→ To do:
a) Print the part of the ADU standards passage starting with "May increase the" and going on through "additional square footage.".
b) In the ADU standards passage, how close to the property line could the rear and side setbacks be?

→ Reading passage:
<<<<

Item #4 has also, in practice, relaxed some of the development standards for ADU’s.  These may not apply in every case, but here are some examples.


Depending on the height of the ADU, the rear and side setbacks from the property line could be as little as five feet.  Advice:  Consider what is on the other side of the fence when you design the ADU.  Try not to place a window in a spot that makes your neighbor feel that their privacy is affected.


May increase the potential floor area of a detached second unit.  Advice:  Check your local ordinances.  Be sure that the total floor area for the primary and the secondary units combined does not exceed the maximum floor area allowed within the zoning district for the parcel.  It’s also a good idea to increase your insurance coverage for the ADU based on the additional square footage.


Height restrictions have also been relaxed somewhat, but second floor balconies, decks, and windows are still subject to a variety of restrictions.  Advice:  Again, check local ordinances and be considerate of your neighbors.

>>>>

→ Source material:
<<<<

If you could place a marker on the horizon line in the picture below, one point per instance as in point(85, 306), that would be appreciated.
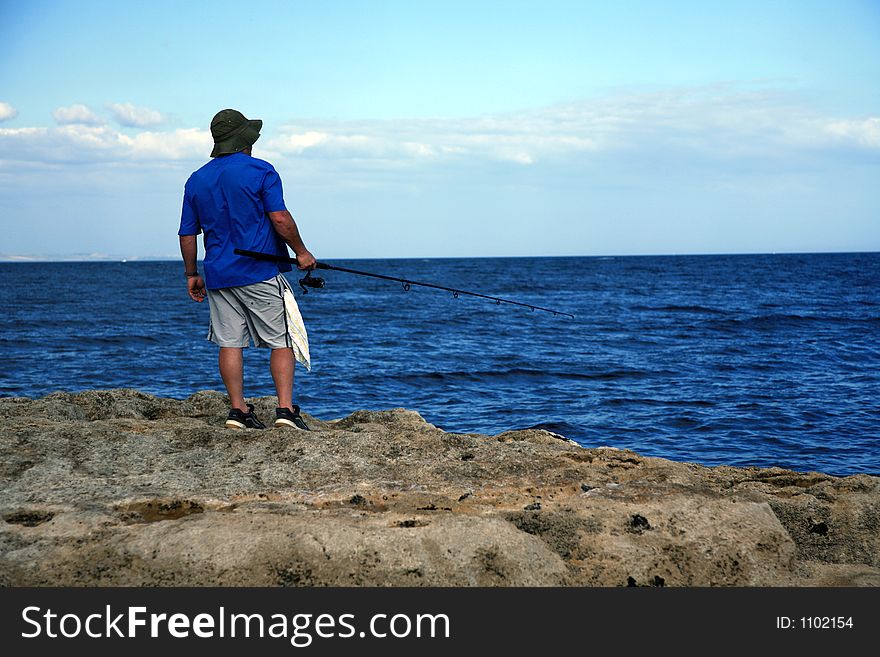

>>>>

→ Results of the exercise:
a)
May increase the potential floor area of a detached second unit.  Advice:  Check your local ordinances.  Be sure that the total floor area for the primary and the secondary units combined does not exceed the maximum floor area allowed within the zoning district for the parcel.  It’s also a good idea to increase your insurance coverage for the ADU based on the additional square footage.

b) Depending on the height of the ADU, as little as five feet.